EXCERPT:
More than a decade later, law enforcement officials and government-funded community groups still regard money problems as an indicator of radicalization.

There is also the demand for simple, definitive answers to immediately pressing questions (also known as The Church of What’s Happening Now).

Researchers, too, say they have been frustrated by both the Bush and Obama administrations because of what they say is a preoccupation with research that can be distilled into simple checklists… “They want to be able to do things right now,” said Clark R. McCauley Jr., a professor of psychology at Bryn Mawr College who has conducted government-funded terrorism research for years. “Anybody who offers them something right now, like to go around with a checklist — right now — is going to have their attention.

“It’s demand driven,” he continued. “The people with guns and badges are so eager to have something. The fact that they could actually do harm? This doesn’t deter them.”

There is also the problem of research that leads to conclusions that are at odds with the prevailing political sentiment or run contrary to institutional interests.

Mr. McCauley said many of his colleagues and peers conducted smart research and drew narrow conclusions. The problem, he said, is that studies get the most attention when they suggest warning signs. Research linking terrorism to American policies, meanwhile, is ignored.

However, the more honest researchers also admit that their inability to develop effective modes of inquiry into what are certainly complicated problems plays a role as well.

In 2005, Jeff Victoroff, a University of Southern California psychologist, concluded that the leading terrorism research was mostly just political theory and anecdotes. “A lack of systematic scholarly investigation has left policy makers to design counterterrorism strategies without the benefit of facts,” he wrote in The Journal of Conflict Resolution.

This state of affairs would be problematic enough considering it has been a decade-and-a-half since the events of 11 September 2001 made understanding political violence a national imperative. But it is even more perplexing given that the U.S. government began sponsoring basic research on this topic in the 1950s and 60s. The pioneering work of scholars Ted Gurr and Ivo and Rosalind Feierabend started with U.S. government funding. Gurr published his seminal work Why Men Rebel in 1970. Nearly a half century later, why are we still asking the same questions?

RECORD SET:

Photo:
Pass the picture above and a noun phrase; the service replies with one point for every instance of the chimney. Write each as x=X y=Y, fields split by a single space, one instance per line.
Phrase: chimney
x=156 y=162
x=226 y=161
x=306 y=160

PROBLEM STATEMENT: Please restate the passage on terrorism research above, switching "conclusions" to "findings": begin at the words "There is also the problem" and stop after "role as well.".

WRITTEN RESPONSE:
There is also the problem of research that leads to findings that are at odds with the prevailing political sentiment or run contrary to institutional interests.

Mr. McCauley said many of his colleagues and peers conducted smart research and drew narrow findings. The problem, he said, is that studies get the most attention when they suggest warning signs. Research linking terrorism to American policies, meanwhile, is ignored.

However, the more honest researchers also admit that their inability to develop effective modes of inquiry into what are certainly complicated problems plays a role as well.